=== TASK STATEMENT ===
No pictures in the copy. Write out the listing below exactly.

=== GIVEN DATA ===
##############################

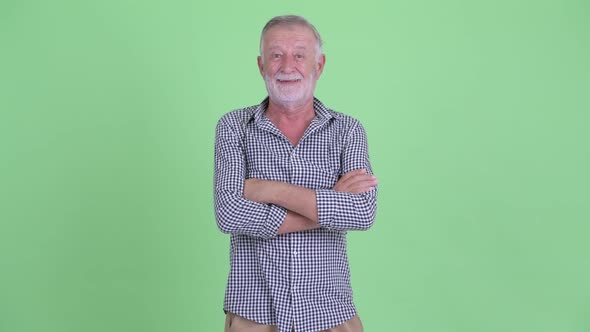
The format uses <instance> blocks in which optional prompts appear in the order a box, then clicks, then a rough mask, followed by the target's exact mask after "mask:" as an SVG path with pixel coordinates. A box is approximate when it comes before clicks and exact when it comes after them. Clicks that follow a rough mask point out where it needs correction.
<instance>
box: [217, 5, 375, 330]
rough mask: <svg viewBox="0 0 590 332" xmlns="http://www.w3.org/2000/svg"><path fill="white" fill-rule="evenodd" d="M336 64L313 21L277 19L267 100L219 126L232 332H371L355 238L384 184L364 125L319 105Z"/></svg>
mask: <svg viewBox="0 0 590 332" xmlns="http://www.w3.org/2000/svg"><path fill="white" fill-rule="evenodd" d="M325 61H326V57H325V55H324V54H323V53H322V40H321V38H320V35H319V33H318V31H317V30H316V29H315V27H314V26H313V25H312V24H311V23H309V22H308V21H307V20H306V19H304V18H303V17H300V16H291V15H289V16H278V17H274V18H272V19H271V20H270V21H269V22H268V23H267V24H266V25H265V27H264V28H263V30H262V34H261V38H260V56H259V57H258V68H259V69H260V74H261V75H262V77H263V78H264V82H265V84H266V89H267V91H268V97H267V98H266V99H264V100H263V101H262V103H260V104H259V105H256V106H251V107H246V108H243V109H238V110H235V111H232V112H229V113H227V114H225V115H224V116H223V117H222V118H221V119H220V120H219V122H218V124H217V128H216V133H215V134H216V136H215V179H214V182H215V183H214V191H215V217H216V220H217V224H218V226H219V228H220V229H221V231H222V232H224V233H229V234H231V240H230V246H231V248H230V272H229V279H228V283H227V289H226V293H225V302H224V311H225V312H226V322H225V331H226V332H246V331H251V332H254V331H260V332H262V331H269V332H270V331H279V332H292V331H295V332H318V331H354V332H360V331H362V330H363V327H362V324H361V321H360V319H359V316H358V315H357V311H356V309H355V306H354V303H353V298H352V289H351V285H350V271H349V264H348V257H347V254H346V232H347V231H351V230H366V229H368V228H369V227H371V225H372V224H373V221H374V219H375V212H376V208H377V191H376V185H377V179H376V178H375V176H373V174H372V171H371V166H370V164H369V157H368V153H367V140H366V134H365V131H364V129H363V127H362V125H361V124H360V123H359V122H358V121H357V120H355V119H354V118H352V117H350V116H347V115H344V114H342V113H338V112H335V111H333V110H331V109H329V108H328V107H326V106H325V105H324V104H323V103H322V102H320V101H319V100H318V99H316V98H315V97H314V90H315V85H316V81H317V80H318V79H319V77H320V75H321V74H322V71H323V69H324V64H325Z"/></svg>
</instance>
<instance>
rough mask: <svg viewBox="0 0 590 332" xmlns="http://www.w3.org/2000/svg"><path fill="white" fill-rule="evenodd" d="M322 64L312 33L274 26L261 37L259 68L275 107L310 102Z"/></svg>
mask: <svg viewBox="0 0 590 332" xmlns="http://www.w3.org/2000/svg"><path fill="white" fill-rule="evenodd" d="M324 63H325V56H324V55H323V54H321V55H319V54H317V47H316V39H315V35H314V34H313V31H311V30H310V29H309V28H307V27H305V26H299V25H293V26H275V27H273V28H271V29H270V30H268V31H267V32H266V34H265V35H264V37H263V42H262V55H261V56H259V57H258V68H259V69H260V74H261V75H262V77H263V78H264V82H265V84H266V90H267V91H268V95H269V97H270V99H271V101H273V102H274V103H277V104H279V105H283V106H299V105H304V104H305V103H308V102H310V101H311V100H313V92H314V90H315V85H316V81H317V80H318V78H319V77H320V75H321V73H322V70H323V68H324Z"/></svg>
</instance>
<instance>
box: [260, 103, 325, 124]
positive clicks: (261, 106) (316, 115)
mask: <svg viewBox="0 0 590 332" xmlns="http://www.w3.org/2000/svg"><path fill="white" fill-rule="evenodd" d="M267 108H268V97H266V98H264V100H263V101H262V102H261V103H260V104H259V105H258V106H257V107H256V109H255V110H254V114H253V118H254V121H255V122H256V123H260V122H262V121H268V118H267V117H265V116H264V111H266V109H267ZM313 109H314V110H315V115H316V118H315V119H314V120H317V121H319V122H320V123H322V122H325V121H327V120H329V119H331V118H333V117H334V115H333V114H332V112H330V111H331V110H330V109H329V108H328V107H326V105H324V104H323V103H322V102H321V101H320V100H319V99H317V98H316V97H313Z"/></svg>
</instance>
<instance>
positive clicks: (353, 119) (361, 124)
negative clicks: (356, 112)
mask: <svg viewBox="0 0 590 332" xmlns="http://www.w3.org/2000/svg"><path fill="white" fill-rule="evenodd" d="M326 113H327V114H329V116H330V119H331V122H332V126H334V127H335V128H338V129H339V130H341V131H343V132H346V133H351V132H354V131H357V130H361V131H364V128H363V125H362V123H361V122H360V121H359V120H358V119H357V118H355V117H353V116H351V115H348V114H345V113H342V112H337V111H335V110H333V109H329V108H326Z"/></svg>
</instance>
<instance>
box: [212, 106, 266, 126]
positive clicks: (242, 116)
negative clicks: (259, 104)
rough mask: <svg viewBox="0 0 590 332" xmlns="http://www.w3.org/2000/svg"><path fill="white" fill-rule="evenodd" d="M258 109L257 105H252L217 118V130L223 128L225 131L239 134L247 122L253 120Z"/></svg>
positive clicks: (238, 109)
mask: <svg viewBox="0 0 590 332" xmlns="http://www.w3.org/2000/svg"><path fill="white" fill-rule="evenodd" d="M258 108H259V105H254V106H248V107H244V108H239V109H235V110H232V111H230V112H227V113H225V114H224V115H222V116H221V118H219V121H217V128H218V130H220V129H221V128H224V129H226V130H231V131H235V132H241V131H242V130H243V128H245V126H246V125H247V124H248V122H250V121H251V120H252V119H253V118H254V115H255V114H256V111H257V110H258Z"/></svg>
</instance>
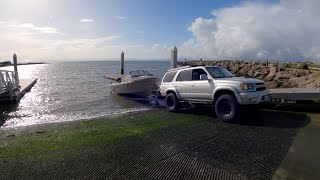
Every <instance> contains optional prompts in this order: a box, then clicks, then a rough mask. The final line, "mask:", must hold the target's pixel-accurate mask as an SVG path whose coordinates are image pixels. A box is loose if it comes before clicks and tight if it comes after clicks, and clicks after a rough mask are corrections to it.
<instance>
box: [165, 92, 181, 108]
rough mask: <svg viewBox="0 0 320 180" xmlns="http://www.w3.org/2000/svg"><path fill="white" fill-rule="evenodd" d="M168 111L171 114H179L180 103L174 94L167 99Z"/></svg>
mask: <svg viewBox="0 0 320 180" xmlns="http://www.w3.org/2000/svg"><path fill="white" fill-rule="evenodd" d="M166 104H167V109H168V110H169V111H170V112H177V111H178V109H179V101H178V99H177V96H176V95H175V94H174V93H169V94H168V95H167V98H166Z"/></svg>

##############################

=== EXERCISE ANSWER ===
The format uses <instance> blocks in which optional prompts appear in the order a box, then clicks, then a rough mask, followed by the target's exact mask after "mask:" as an SVG path with pixel coordinates. A box is approximate when it comes before clicks and exact when it comes after them. Clicks that follow a rough mask point out where it needs correction.
<instance>
box: [217, 5, 375, 330]
rough mask: <svg viewBox="0 0 590 332" xmlns="http://www.w3.org/2000/svg"><path fill="white" fill-rule="evenodd" d="M336 64L313 21L277 19L267 100L219 126L232 332H371L355 238L384 184L364 125L319 105Z"/></svg>
mask: <svg viewBox="0 0 590 332" xmlns="http://www.w3.org/2000/svg"><path fill="white" fill-rule="evenodd" d="M325 61H326V57H325V55H324V54H323V53H322V40H321V38H320V35H319V33H318V31H317V30H316V29H315V27H314V26H313V25H312V24H311V23H309V22H308V21H307V20H306V19H304V18H303V17H300V16H291V15H289V16H278V17H274V18H272V19H271V20H270V21H269V22H268V23H267V24H266V25H265V27H264V28H263V30H262V34H261V38H260V56H259V57H258V68H259V69H260V74H261V75H262V77H263V78H264V82H265V84H266V89H267V91H268V97H267V98H266V99H264V100H263V101H262V103H260V104H259V105H256V106H251V107H246V108H243V109H238V110H235V111H232V112H229V113H227V114H225V115H224V116H223V117H222V118H221V119H220V120H219V122H218V124H217V128H216V133H215V134H216V136H215V179H214V182H215V183H214V191H215V217H216V220H217V224H218V226H219V228H220V229H221V231H222V232H224V233H229V234H231V240H230V246H231V248H230V272H229V279H228V283H227V289H226V293H225V302H224V311H225V312H226V322H225V331H226V332H246V331H251V332H254V331H260V332H262V331H269V332H270V331H279V332H292V331H295V332H318V331H354V332H360V331H362V330H363V327H362V324H361V321H360V319H359V316H358V315H357V311H356V309H355V306H354V303H353V298H352V289H351V285H350V271H349V264H348V257H347V254H346V232H347V231H351V230H366V229H368V228H369V227H371V225H372V224H373V221H374V219H375V212H376V208H377V191H376V185H377V179H376V178H375V176H373V174H372V171H371V166H370V164H369V157H368V153H367V140H366V134H365V131H364V129H363V127H362V125H361V124H360V123H359V122H358V121H357V120H355V119H354V118H352V117H350V116H347V115H344V114H342V113H338V112H335V111H333V110H331V109H329V108H328V107H326V106H325V105H324V104H323V103H322V102H320V101H319V100H318V99H316V98H315V97H314V90H315V85H316V81H317V80H318V79H319V77H320V75H321V74H322V71H323V69H324V64H325Z"/></svg>
</instance>
<instance>
rough mask: <svg viewBox="0 0 590 332" xmlns="http://www.w3.org/2000/svg"><path fill="white" fill-rule="evenodd" d="M322 64L312 33L274 26L261 37L259 68L275 107L310 102Z"/></svg>
mask: <svg viewBox="0 0 590 332" xmlns="http://www.w3.org/2000/svg"><path fill="white" fill-rule="evenodd" d="M324 63H325V56H324V55H323V54H321V55H319V54H317V47H316V39H315V35H314V34H313V31H311V30H310V29H309V28H307V27H305V26H299V25H293V26H275V27H273V28H271V29H270V30H268V31H267V32H266V34H265V35H264V37H263V42H262V55H261V56H259V57H258V68H259V69H260V74H261V75H262V77H263V78H264V82H265V84H266V90H267V91H268V95H269V97H270V99H271V101H273V102H274V103H277V104H279V105H283V106H299V105H304V104H305V103H308V102H310V101H311V100H313V92H314V90H315V85H316V81H317V80H318V78H319V77H320V75H321V73H322V70H323V68H324Z"/></svg>
</instance>
<instance>
box: [260, 103, 325, 124]
positive clicks: (261, 106) (316, 115)
mask: <svg viewBox="0 0 590 332" xmlns="http://www.w3.org/2000/svg"><path fill="white" fill-rule="evenodd" d="M267 108H268V97H266V98H264V100H263V101H262V102H261V103H260V104H259V105H258V106H257V107H256V109H255V110H254V114H253V118H254V121H255V122H256V123H260V122H262V121H268V118H267V117H265V116H264V111H266V109H267ZM313 109H314V110H315V115H316V118H315V119H314V120H317V121H319V122H320V123H322V122H325V121H327V120H329V119H331V118H333V117H334V115H333V114H332V112H330V111H331V110H330V109H329V108H328V107H326V105H324V104H323V103H322V102H321V101H320V100H319V99H317V98H316V97H313Z"/></svg>
</instance>
<instance>
positive clicks: (353, 119) (361, 124)
negative clicks: (356, 112)
mask: <svg viewBox="0 0 590 332" xmlns="http://www.w3.org/2000/svg"><path fill="white" fill-rule="evenodd" d="M326 113H327V114H329V116H330V119H331V122H332V126H334V127H335V128H338V129H339V130H341V131H343V132H346V133H351V132H354V131H357V130H361V131H364V128H363V125H362V123H361V122H360V121H359V120H358V119H357V118H355V117H353V116H351V115H348V114H345V113H342V112H337V111H335V110H333V109H329V108H326Z"/></svg>
</instance>
<instance>
box: [212, 106, 266, 126]
positive clicks: (242, 116)
negative clicks: (259, 104)
rough mask: <svg viewBox="0 0 590 332" xmlns="http://www.w3.org/2000/svg"><path fill="white" fill-rule="evenodd" d="M258 109L257 105H252L217 118V130L223 128L225 131L239 134L247 122L253 120Z"/></svg>
positive clicks: (238, 109)
mask: <svg viewBox="0 0 590 332" xmlns="http://www.w3.org/2000/svg"><path fill="white" fill-rule="evenodd" d="M258 108H259V105H254V106H248V107H244V108H239V109H235V110H232V111H230V112H227V113H225V114H224V115H222V116H221V118H219V121H217V128H218V130H220V129H221V128H224V129H226V130H231V131H235V132H241V131H242V130H243V128H245V126H246V125H247V124H248V122H250V121H251V120H252V119H253V118H254V115H255V114H256V111H257V110H258Z"/></svg>
</instance>
Every <instance> contains optional prompts in this order: a box, then clicks, then a rough mask. The final line, "mask:", must hold the target's pixel-accurate mask as an SVG path whose coordinates are image pixels. A box is loose if it comes before clicks and tight if it comes after clicks, and clicks after a rough mask are corrections to it.
<instance>
box: [165, 92, 181, 108]
rough mask: <svg viewBox="0 0 320 180" xmlns="http://www.w3.org/2000/svg"><path fill="white" fill-rule="evenodd" d="M168 111L171 114H179L180 103L174 94L167 99Z"/></svg>
mask: <svg viewBox="0 0 320 180" xmlns="http://www.w3.org/2000/svg"><path fill="white" fill-rule="evenodd" d="M166 104H167V109H168V110H169V111H170V112H177V111H178V109H179V101H178V99H177V96H176V95H175V94H174V93H169V94H168V95H167V98H166Z"/></svg>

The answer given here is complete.